>>>
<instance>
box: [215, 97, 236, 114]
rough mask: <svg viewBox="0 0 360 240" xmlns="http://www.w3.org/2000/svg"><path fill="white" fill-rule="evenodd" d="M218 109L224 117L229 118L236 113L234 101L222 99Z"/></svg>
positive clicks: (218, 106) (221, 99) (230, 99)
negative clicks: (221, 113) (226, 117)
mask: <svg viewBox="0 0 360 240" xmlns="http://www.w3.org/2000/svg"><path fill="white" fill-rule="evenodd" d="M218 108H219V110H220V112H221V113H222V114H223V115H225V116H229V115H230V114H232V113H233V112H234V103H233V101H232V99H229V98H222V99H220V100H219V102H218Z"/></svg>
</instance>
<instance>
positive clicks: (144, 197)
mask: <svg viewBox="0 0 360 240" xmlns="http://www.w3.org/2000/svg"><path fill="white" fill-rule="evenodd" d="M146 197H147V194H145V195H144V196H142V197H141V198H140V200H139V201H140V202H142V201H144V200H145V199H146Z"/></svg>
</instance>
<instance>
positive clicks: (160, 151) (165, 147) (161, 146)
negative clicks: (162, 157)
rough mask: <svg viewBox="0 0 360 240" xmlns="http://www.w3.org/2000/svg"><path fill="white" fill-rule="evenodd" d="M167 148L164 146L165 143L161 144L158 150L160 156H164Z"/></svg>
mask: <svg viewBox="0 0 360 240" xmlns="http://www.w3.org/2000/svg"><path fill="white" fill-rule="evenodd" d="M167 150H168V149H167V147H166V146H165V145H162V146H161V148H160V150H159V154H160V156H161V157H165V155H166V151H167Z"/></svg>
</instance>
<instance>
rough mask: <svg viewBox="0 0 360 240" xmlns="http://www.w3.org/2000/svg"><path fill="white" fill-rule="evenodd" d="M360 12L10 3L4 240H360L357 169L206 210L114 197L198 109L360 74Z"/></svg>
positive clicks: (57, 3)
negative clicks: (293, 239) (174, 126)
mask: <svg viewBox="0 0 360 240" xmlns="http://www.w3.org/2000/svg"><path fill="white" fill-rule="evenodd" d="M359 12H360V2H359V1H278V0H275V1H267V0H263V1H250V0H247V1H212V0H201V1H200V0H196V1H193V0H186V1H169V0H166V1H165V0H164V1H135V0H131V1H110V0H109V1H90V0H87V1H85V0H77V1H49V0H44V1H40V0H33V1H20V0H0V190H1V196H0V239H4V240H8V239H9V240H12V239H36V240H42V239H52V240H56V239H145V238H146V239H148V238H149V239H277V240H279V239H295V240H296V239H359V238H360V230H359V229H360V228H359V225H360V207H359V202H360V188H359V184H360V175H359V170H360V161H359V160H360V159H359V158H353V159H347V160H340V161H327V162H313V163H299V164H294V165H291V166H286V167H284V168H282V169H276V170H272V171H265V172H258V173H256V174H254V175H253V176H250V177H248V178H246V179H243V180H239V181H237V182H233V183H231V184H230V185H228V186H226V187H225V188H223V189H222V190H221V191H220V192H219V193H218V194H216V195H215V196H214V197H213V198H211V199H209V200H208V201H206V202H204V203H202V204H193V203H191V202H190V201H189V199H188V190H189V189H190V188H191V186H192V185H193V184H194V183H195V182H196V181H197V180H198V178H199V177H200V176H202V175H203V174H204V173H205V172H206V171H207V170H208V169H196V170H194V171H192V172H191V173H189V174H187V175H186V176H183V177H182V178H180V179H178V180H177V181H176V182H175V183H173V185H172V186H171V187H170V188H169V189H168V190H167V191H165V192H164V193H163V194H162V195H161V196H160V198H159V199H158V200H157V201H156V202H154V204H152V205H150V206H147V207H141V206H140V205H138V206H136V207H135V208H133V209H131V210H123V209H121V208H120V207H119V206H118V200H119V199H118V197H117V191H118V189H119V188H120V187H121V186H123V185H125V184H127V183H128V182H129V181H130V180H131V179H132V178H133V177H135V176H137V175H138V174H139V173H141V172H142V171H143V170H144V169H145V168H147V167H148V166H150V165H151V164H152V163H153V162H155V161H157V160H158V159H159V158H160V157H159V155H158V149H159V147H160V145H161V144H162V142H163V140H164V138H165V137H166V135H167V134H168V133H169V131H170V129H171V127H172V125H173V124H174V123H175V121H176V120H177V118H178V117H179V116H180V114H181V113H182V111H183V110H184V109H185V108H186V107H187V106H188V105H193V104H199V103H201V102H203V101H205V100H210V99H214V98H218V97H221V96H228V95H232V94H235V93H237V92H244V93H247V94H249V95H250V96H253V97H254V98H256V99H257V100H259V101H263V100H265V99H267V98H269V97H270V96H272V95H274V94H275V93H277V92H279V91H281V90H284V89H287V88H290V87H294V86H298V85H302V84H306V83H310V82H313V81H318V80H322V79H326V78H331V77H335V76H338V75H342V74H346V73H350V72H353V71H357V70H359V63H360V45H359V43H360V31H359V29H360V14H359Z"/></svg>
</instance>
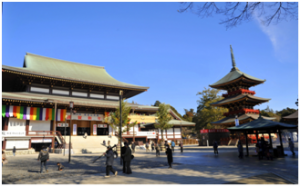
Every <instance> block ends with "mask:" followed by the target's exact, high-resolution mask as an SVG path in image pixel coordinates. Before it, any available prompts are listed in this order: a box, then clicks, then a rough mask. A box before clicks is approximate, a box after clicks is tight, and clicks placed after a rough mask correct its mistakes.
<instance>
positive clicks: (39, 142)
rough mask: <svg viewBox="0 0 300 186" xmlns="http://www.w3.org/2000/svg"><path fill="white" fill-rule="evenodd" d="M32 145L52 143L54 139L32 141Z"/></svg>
mask: <svg viewBox="0 0 300 186" xmlns="http://www.w3.org/2000/svg"><path fill="white" fill-rule="evenodd" d="M31 143H52V139H32V140H31Z"/></svg>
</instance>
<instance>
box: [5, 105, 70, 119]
mask: <svg viewBox="0 0 300 186" xmlns="http://www.w3.org/2000/svg"><path fill="white" fill-rule="evenodd" d="M66 114H67V110H66V109H57V117H56V118H57V121H65V119H66ZM54 115H55V113H54V109H52V108H39V107H24V106H12V105H1V116H2V117H16V118H17V119H23V120H42V121H48V120H54Z"/></svg>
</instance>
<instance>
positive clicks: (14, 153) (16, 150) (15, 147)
mask: <svg viewBox="0 0 300 186" xmlns="http://www.w3.org/2000/svg"><path fill="white" fill-rule="evenodd" d="M16 151H17V149H16V146H14V148H13V155H14V156H16Z"/></svg>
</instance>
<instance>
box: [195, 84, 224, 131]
mask: <svg viewBox="0 0 300 186" xmlns="http://www.w3.org/2000/svg"><path fill="white" fill-rule="evenodd" d="M218 93H220V90H217V89H210V88H208V89H207V88H204V90H203V91H202V92H198V93H197V95H200V99H199V100H198V101H197V102H198V107H197V113H196V115H195V117H194V120H193V121H194V122H196V127H195V128H196V131H197V132H198V131H199V130H201V129H202V128H221V127H220V126H214V125H211V123H212V122H215V121H218V120H221V119H222V118H224V116H223V114H224V113H225V112H227V109H226V108H221V107H214V106H211V104H212V103H214V102H217V101H220V100H221V99H223V97H221V96H220V95H218Z"/></svg>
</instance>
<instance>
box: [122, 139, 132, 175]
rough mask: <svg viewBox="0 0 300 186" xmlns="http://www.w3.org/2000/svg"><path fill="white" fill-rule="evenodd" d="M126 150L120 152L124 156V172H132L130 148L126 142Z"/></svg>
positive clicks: (130, 151) (122, 155) (127, 172)
mask: <svg viewBox="0 0 300 186" xmlns="http://www.w3.org/2000/svg"><path fill="white" fill-rule="evenodd" d="M125 146H126V152H125V153H124V154H122V157H124V160H125V162H126V174H132V172H131V168H130V163H131V150H130V148H129V145H128V144H126V145H125Z"/></svg>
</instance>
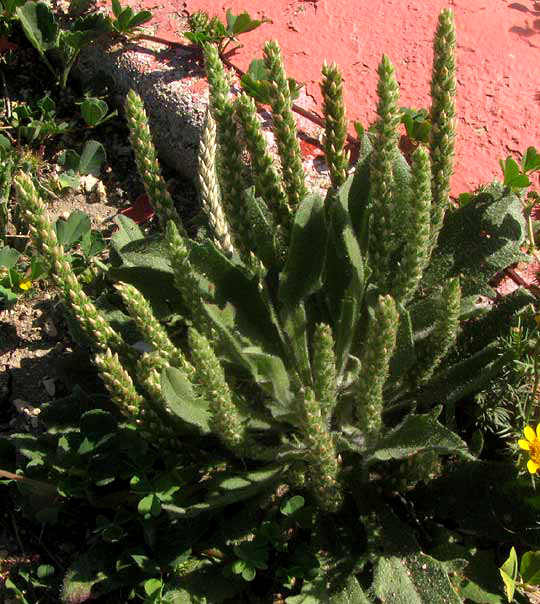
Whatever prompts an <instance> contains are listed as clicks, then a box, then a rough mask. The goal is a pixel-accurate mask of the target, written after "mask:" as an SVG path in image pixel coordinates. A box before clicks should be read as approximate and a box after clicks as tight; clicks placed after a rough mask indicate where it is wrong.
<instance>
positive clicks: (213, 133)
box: [199, 109, 234, 256]
mask: <svg viewBox="0 0 540 604" xmlns="http://www.w3.org/2000/svg"><path fill="white" fill-rule="evenodd" d="M216 158H217V143H216V122H215V121H214V118H213V117H212V113H211V112H210V110H209V109H208V110H207V112H206V119H205V122H204V128H203V133H202V137H201V142H200V144H199V187H200V193H201V205H202V208H203V210H204V212H205V214H206V216H207V218H208V222H209V224H210V228H211V229H212V233H213V235H214V241H215V243H216V246H217V247H218V248H219V249H220V250H221V251H222V252H223V253H224V254H226V255H228V256H231V255H232V254H233V253H234V247H233V244H232V241H231V234H230V232H229V225H228V224H227V218H226V216H225V213H224V212H223V208H222V206H221V194H220V192H219V184H218V177H217V172H216Z"/></svg>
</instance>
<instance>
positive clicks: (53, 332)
mask: <svg viewBox="0 0 540 604" xmlns="http://www.w3.org/2000/svg"><path fill="white" fill-rule="evenodd" d="M43 331H44V332H45V335H46V336H47V337H49V338H56V337H57V336H58V329H56V326H55V324H54V323H53V321H52V320H51V319H47V320H46V321H45V323H44V324H43Z"/></svg>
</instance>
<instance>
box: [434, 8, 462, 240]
mask: <svg viewBox="0 0 540 604" xmlns="http://www.w3.org/2000/svg"><path fill="white" fill-rule="evenodd" d="M455 97H456V33H455V28H454V16H453V14H452V11H451V10H450V9H444V10H442V11H441V13H440V15H439V21H438V24H437V31H436V33H435V43H434V57H433V71H432V77H431V98H432V104H431V132H430V149H431V171H432V175H433V179H432V192H433V202H432V206H431V225H432V226H431V250H433V248H434V247H435V245H436V243H437V237H438V235H439V231H440V230H441V227H442V224H443V220H444V214H445V212H446V210H447V208H448V205H449V194H450V177H451V176H452V172H453V169H454V139H455V137H456V104H455Z"/></svg>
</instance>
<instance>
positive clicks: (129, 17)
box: [111, 0, 152, 36]
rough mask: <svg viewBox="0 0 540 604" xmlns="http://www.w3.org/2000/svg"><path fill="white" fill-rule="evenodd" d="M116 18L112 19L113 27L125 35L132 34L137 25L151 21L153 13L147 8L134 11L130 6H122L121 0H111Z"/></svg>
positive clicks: (114, 15)
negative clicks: (121, 4) (150, 11)
mask: <svg viewBox="0 0 540 604" xmlns="http://www.w3.org/2000/svg"><path fill="white" fill-rule="evenodd" d="M111 2H112V11H113V15H114V19H112V20H111V25H112V29H113V31H114V32H116V33H117V34H121V35H123V36H125V35H128V34H132V33H133V31H134V30H135V29H137V27H139V26H140V25H142V24H143V23H146V22H147V21H150V19H151V18H152V13H151V12H150V11H147V10H142V11H139V12H133V9H132V8H131V7H129V6H126V7H125V8H122V6H121V5H120V0H111Z"/></svg>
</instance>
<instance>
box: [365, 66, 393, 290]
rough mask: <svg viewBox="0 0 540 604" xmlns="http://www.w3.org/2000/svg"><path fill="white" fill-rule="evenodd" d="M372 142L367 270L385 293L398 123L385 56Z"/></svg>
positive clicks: (387, 263)
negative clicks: (368, 249)
mask: <svg viewBox="0 0 540 604" xmlns="http://www.w3.org/2000/svg"><path fill="white" fill-rule="evenodd" d="M377 71H378V74H379V83H378V84H377V95H378V97H379V102H378V105H377V115H378V116H379V119H378V120H377V122H376V123H375V132H376V138H375V141H374V143H373V152H372V155H371V162H370V174H369V180H370V184H371V196H372V205H373V212H372V216H373V229H372V234H371V237H370V244H371V245H370V266H371V268H372V269H373V279H374V281H375V283H377V285H378V286H379V288H380V289H382V290H383V291H384V290H387V288H388V285H389V284H388V283H387V282H386V281H387V280H388V275H391V274H392V271H390V270H389V260H390V254H391V252H392V250H393V234H394V233H393V226H392V222H393V214H394V207H393V199H392V198H393V195H392V189H393V184H394V177H393V168H392V164H393V162H394V159H395V158H396V155H397V153H398V147H397V143H398V128H399V123H400V111H399V87H398V84H397V80H396V76H395V72H394V68H393V66H392V64H391V63H390V60H389V59H388V57H387V56H386V55H383V58H382V60H381V62H380V64H379V67H378V70H377Z"/></svg>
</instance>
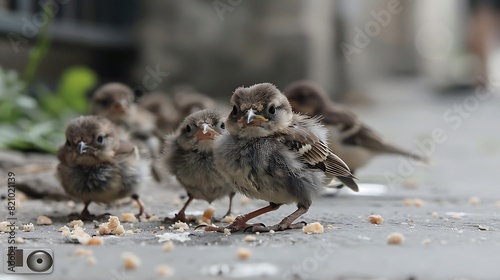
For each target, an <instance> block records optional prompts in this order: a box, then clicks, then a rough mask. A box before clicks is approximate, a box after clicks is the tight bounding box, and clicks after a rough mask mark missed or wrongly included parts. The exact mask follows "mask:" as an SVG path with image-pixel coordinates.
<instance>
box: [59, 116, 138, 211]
mask: <svg viewBox="0 0 500 280" xmlns="http://www.w3.org/2000/svg"><path fill="white" fill-rule="evenodd" d="M57 158H58V159H59V165H58V166H57V174H58V177H59V179H60V182H61V184H62V186H63V188H64V190H65V191H66V193H68V194H69V195H71V196H73V197H75V198H78V199H80V200H82V201H83V202H84V203H85V207H84V208H83V211H82V213H81V215H80V216H81V218H82V219H84V220H92V219H94V218H95V216H94V215H91V214H90V212H89V210H88V206H89V204H90V202H92V201H94V202H102V203H110V202H113V201H115V200H117V199H120V198H124V197H127V196H131V197H132V198H133V199H134V200H136V201H137V202H138V204H139V206H140V207H139V214H137V216H138V217H139V216H141V215H142V213H143V211H144V208H143V206H142V204H141V202H140V201H139V196H138V195H137V189H138V187H139V184H140V182H141V181H142V179H143V172H141V163H140V161H139V157H138V153H137V148H136V147H135V146H134V145H132V144H131V143H129V142H126V141H123V140H120V139H119V138H118V136H117V133H116V130H115V128H114V125H113V124H112V123H111V122H110V121H108V120H107V119H105V118H102V117H97V116H81V117H78V118H76V119H73V120H71V121H70V122H69V123H68V125H67V127H66V144H64V145H62V146H61V147H60V148H59V150H58V152H57Z"/></svg>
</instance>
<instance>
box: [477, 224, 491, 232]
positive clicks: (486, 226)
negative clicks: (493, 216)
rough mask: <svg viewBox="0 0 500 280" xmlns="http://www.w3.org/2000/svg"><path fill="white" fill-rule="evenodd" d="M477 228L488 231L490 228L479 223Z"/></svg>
mask: <svg viewBox="0 0 500 280" xmlns="http://www.w3.org/2000/svg"><path fill="white" fill-rule="evenodd" d="M478 228H479V230H484V231H488V230H490V227H489V226H482V225H479V226H478Z"/></svg>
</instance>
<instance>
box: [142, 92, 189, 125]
mask: <svg viewBox="0 0 500 280" xmlns="http://www.w3.org/2000/svg"><path fill="white" fill-rule="evenodd" d="M138 104H139V106H141V107H143V108H145V109H146V110H148V111H150V112H151V113H153V115H155V117H156V128H157V129H159V130H160V131H161V132H162V133H170V132H172V131H174V130H175V129H176V128H177V125H178V124H179V120H180V118H179V113H178V112H177V110H176V109H175V107H174V106H173V105H172V102H171V100H169V99H168V98H167V96H166V94H164V93H162V92H152V93H147V94H145V95H144V96H143V97H141V98H140V99H139V101H138Z"/></svg>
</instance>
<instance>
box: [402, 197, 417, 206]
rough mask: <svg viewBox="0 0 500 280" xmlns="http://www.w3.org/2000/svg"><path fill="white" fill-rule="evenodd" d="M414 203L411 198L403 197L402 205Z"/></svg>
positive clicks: (407, 205)
mask: <svg viewBox="0 0 500 280" xmlns="http://www.w3.org/2000/svg"><path fill="white" fill-rule="evenodd" d="M414 204H415V203H414V202H413V199H410V198H405V199H403V205H404V206H413V205H414Z"/></svg>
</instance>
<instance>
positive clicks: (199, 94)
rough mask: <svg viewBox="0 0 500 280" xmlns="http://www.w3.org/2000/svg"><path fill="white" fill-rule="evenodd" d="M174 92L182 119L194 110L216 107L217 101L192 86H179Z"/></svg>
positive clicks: (176, 100) (192, 112)
mask: <svg viewBox="0 0 500 280" xmlns="http://www.w3.org/2000/svg"><path fill="white" fill-rule="evenodd" d="M174 92H175V94H174V104H175V107H176V108H177V110H178V112H179V115H180V119H181V120H183V119H185V118H186V117H187V116H189V115H190V114H192V113H194V112H197V111H200V110H203V109H213V108H215V101H214V100H213V99H212V98H210V97H208V96H207V95H204V94H201V93H198V92H197V91H196V90H195V89H194V88H192V87H190V86H177V87H176V88H175V89H174Z"/></svg>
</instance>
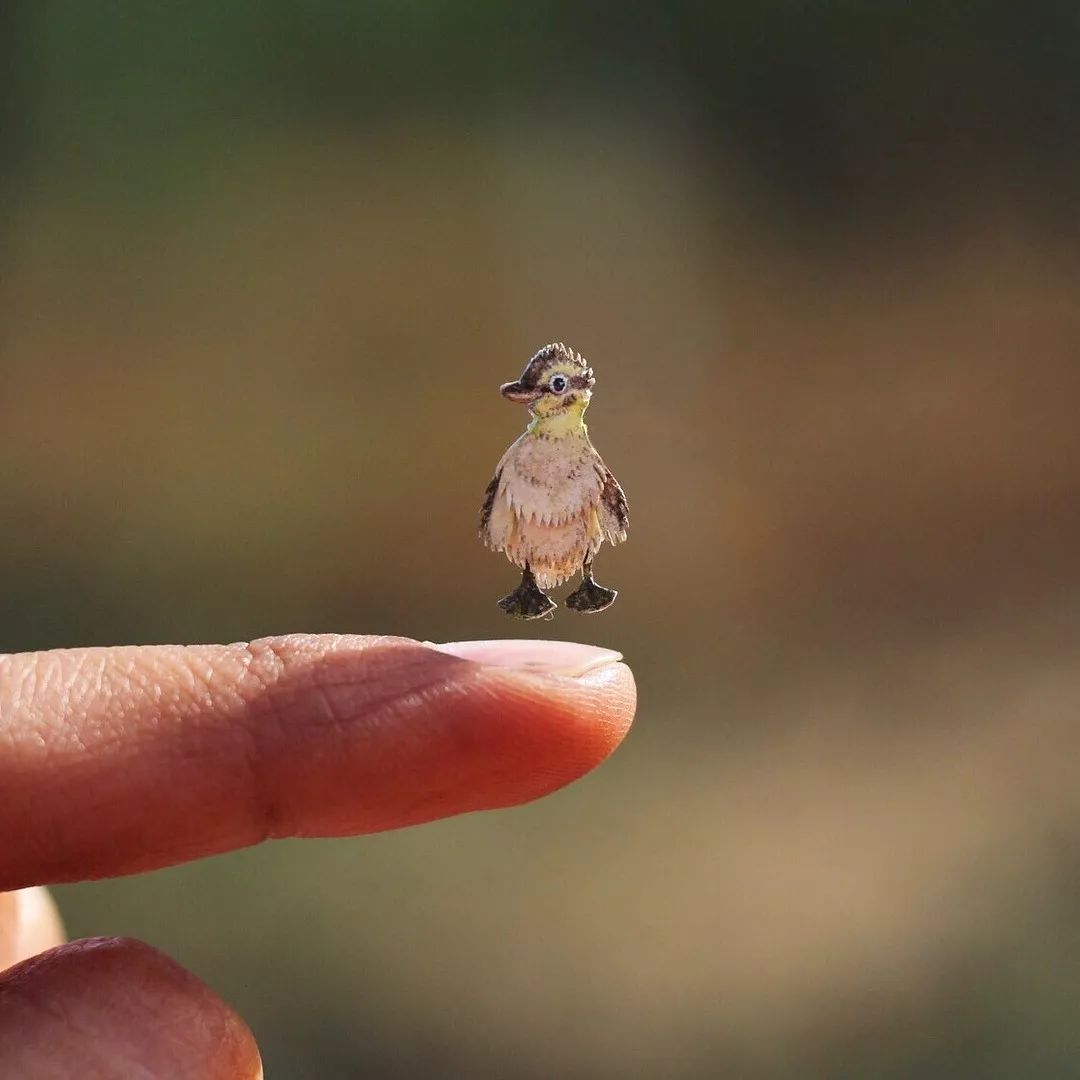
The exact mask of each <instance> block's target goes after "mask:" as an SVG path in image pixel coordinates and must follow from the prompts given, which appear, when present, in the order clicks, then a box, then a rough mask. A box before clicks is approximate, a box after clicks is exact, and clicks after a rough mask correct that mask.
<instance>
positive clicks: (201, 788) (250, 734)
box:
<<<
### Assigned task
Would you please return every line in the listing where "order" shows up?

### Problem solution
Every <instance> block ends with "mask:" followed by the target's exact, high-resolution mask as an SVG path in image pixel coordinates. Before it, any available prompts are listed in this order: a box, then clicks, then a rough mask. A box before clicks is approximate, a box after clicks is tight, and clicks placed after a rough mask correct its mistakes.
For each target, an <instance> block records optional prompts in this order: a box, then clicks, then a rough mask. A box before clicks is approximate, a box after clicks is the tight bounding box, and clicks after a rough mask mark missed or wrongly included parts. The exact mask follows "mask:" as an SVG path with image-pixel coordinates.
The exact mask of each <instance> block's target goes after "mask:" as an SVG path in image pixel coordinates and must follow from the prompts given, which appear, when present, in the order clicks, then a box, then a rough mask. A box before clicks is approximate, a box after clicks is exact, and clicks after a rough mask correct that mask.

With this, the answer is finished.